INSTRUCTIONS TO FOLLOW:
Print, exactly as written, the line containing "the tree bark" and every line after it, ending with the final line of the data below.

ENTRIES PROVIDED:
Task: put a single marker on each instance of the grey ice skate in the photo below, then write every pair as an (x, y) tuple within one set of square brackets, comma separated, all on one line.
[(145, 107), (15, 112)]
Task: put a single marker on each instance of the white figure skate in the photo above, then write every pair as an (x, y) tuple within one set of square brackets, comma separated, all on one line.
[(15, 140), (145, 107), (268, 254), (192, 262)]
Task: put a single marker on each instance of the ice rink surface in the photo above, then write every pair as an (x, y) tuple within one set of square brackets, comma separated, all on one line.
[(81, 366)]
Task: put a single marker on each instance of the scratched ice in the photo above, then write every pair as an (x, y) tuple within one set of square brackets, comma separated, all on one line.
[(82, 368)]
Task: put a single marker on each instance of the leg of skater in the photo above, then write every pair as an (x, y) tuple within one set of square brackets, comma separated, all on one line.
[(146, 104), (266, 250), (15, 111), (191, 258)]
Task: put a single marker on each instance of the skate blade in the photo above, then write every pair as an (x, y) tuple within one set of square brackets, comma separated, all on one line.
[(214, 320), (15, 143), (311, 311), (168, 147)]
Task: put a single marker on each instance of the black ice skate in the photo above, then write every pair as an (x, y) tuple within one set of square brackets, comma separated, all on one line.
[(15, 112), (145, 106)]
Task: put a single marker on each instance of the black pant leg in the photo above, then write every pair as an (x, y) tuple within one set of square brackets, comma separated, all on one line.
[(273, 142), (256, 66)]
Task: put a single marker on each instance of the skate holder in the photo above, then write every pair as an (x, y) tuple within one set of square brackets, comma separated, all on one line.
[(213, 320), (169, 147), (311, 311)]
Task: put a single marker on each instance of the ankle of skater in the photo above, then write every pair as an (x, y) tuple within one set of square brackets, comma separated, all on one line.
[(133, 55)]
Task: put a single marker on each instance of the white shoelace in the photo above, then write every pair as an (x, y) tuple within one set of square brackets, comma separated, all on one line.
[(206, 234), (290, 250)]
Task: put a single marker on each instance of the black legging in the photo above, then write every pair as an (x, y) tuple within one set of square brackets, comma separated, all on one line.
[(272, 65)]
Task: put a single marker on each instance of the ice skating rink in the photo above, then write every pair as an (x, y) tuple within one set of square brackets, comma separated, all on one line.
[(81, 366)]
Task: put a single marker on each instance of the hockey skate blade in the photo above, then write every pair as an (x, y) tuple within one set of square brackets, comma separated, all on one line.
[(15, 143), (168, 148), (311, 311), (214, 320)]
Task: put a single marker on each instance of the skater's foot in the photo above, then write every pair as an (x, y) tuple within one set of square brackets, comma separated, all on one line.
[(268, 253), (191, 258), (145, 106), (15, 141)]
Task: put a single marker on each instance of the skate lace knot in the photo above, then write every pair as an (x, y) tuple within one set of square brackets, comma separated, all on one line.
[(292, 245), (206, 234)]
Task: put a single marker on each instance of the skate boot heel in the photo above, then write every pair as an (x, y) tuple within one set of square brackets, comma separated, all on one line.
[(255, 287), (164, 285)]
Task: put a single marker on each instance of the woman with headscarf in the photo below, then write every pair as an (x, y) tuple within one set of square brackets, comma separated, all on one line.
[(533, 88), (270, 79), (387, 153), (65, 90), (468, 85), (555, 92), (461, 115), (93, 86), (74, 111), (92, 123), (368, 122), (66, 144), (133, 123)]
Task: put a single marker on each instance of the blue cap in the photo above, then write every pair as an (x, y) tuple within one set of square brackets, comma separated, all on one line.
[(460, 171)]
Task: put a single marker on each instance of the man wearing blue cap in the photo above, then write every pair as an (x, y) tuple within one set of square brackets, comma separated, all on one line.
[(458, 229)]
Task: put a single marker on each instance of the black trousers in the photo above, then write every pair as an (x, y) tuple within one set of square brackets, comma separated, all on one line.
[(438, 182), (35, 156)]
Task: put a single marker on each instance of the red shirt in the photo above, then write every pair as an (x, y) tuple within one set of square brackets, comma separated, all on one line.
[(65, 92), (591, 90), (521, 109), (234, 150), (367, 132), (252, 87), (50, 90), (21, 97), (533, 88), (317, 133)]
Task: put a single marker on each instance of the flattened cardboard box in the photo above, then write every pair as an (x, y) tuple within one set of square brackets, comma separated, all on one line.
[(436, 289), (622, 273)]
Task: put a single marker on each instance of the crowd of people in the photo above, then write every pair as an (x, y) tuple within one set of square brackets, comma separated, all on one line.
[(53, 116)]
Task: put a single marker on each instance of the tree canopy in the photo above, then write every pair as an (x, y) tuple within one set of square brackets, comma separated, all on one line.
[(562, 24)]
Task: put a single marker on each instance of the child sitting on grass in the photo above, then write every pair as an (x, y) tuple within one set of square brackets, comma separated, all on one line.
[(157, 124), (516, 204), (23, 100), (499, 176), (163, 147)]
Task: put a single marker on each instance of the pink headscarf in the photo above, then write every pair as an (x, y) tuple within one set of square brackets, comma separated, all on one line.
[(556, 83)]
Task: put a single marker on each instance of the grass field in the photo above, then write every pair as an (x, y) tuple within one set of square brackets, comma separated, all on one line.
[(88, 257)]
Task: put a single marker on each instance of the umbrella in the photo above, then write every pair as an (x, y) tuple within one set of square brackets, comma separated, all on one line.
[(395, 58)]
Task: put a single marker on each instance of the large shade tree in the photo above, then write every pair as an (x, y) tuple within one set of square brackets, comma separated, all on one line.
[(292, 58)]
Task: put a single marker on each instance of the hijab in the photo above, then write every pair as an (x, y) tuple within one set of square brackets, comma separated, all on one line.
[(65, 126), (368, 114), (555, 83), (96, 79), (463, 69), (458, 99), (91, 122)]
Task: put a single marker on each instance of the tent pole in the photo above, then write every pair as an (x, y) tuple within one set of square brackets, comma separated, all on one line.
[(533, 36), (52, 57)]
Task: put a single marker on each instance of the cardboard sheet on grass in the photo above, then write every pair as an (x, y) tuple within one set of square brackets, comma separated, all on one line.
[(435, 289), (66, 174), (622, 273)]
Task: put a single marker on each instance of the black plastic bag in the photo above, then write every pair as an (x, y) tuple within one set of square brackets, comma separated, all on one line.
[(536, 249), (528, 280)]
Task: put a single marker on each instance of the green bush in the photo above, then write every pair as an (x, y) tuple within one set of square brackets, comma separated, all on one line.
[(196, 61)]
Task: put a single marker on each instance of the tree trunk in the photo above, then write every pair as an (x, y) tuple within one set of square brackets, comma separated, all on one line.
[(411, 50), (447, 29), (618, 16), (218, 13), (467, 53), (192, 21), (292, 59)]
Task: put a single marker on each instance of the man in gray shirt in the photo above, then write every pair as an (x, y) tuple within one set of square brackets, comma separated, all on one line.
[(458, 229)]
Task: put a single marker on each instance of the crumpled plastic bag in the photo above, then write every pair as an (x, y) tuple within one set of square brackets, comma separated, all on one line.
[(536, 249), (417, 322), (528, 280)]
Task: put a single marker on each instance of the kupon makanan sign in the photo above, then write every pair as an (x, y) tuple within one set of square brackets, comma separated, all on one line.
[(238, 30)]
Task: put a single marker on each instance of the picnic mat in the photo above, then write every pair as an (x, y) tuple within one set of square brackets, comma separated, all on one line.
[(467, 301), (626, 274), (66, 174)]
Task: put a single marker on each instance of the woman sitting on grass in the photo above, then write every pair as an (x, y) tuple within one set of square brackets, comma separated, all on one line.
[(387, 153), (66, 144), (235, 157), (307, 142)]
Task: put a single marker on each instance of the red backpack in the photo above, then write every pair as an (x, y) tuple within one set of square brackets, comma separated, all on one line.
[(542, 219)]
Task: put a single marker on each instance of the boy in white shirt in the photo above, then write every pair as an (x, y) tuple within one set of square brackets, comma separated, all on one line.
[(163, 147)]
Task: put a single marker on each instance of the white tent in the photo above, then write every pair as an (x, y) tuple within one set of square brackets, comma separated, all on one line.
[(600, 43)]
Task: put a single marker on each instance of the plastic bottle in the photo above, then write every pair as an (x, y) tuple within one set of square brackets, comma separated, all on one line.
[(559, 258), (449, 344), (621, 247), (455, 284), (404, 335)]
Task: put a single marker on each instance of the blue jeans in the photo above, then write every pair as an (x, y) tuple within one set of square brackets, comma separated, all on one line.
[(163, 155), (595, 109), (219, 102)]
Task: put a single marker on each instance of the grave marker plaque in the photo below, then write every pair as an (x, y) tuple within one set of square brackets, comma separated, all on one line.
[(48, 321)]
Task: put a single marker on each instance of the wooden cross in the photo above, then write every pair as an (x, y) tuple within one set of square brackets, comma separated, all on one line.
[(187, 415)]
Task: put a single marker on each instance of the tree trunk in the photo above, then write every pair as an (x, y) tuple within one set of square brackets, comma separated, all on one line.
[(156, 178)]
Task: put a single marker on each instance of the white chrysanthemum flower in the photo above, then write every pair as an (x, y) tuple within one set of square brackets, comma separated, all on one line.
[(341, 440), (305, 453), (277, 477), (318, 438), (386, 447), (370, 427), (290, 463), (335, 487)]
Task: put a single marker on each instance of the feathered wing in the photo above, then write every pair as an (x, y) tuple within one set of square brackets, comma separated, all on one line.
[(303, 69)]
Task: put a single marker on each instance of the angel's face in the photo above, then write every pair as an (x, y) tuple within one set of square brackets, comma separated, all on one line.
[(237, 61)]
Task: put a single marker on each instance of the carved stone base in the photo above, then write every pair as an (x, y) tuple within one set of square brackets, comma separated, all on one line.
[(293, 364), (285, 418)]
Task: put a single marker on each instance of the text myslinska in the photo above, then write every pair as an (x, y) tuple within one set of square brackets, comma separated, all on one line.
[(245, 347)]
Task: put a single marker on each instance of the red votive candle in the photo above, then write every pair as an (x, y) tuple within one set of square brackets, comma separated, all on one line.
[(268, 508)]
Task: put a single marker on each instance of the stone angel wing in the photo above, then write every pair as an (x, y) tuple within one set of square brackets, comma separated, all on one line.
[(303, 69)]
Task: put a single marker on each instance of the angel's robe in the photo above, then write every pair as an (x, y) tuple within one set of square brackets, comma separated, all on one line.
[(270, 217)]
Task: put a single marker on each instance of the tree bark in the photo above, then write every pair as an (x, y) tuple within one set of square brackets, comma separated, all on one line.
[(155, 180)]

EXPECTED ANSWER:
Task: put a single marker on each instance of the tree bark in the photo above, then write every pair as an (x, y) tuple within one set of square brackets, comma separated, all on one line.
[(155, 180)]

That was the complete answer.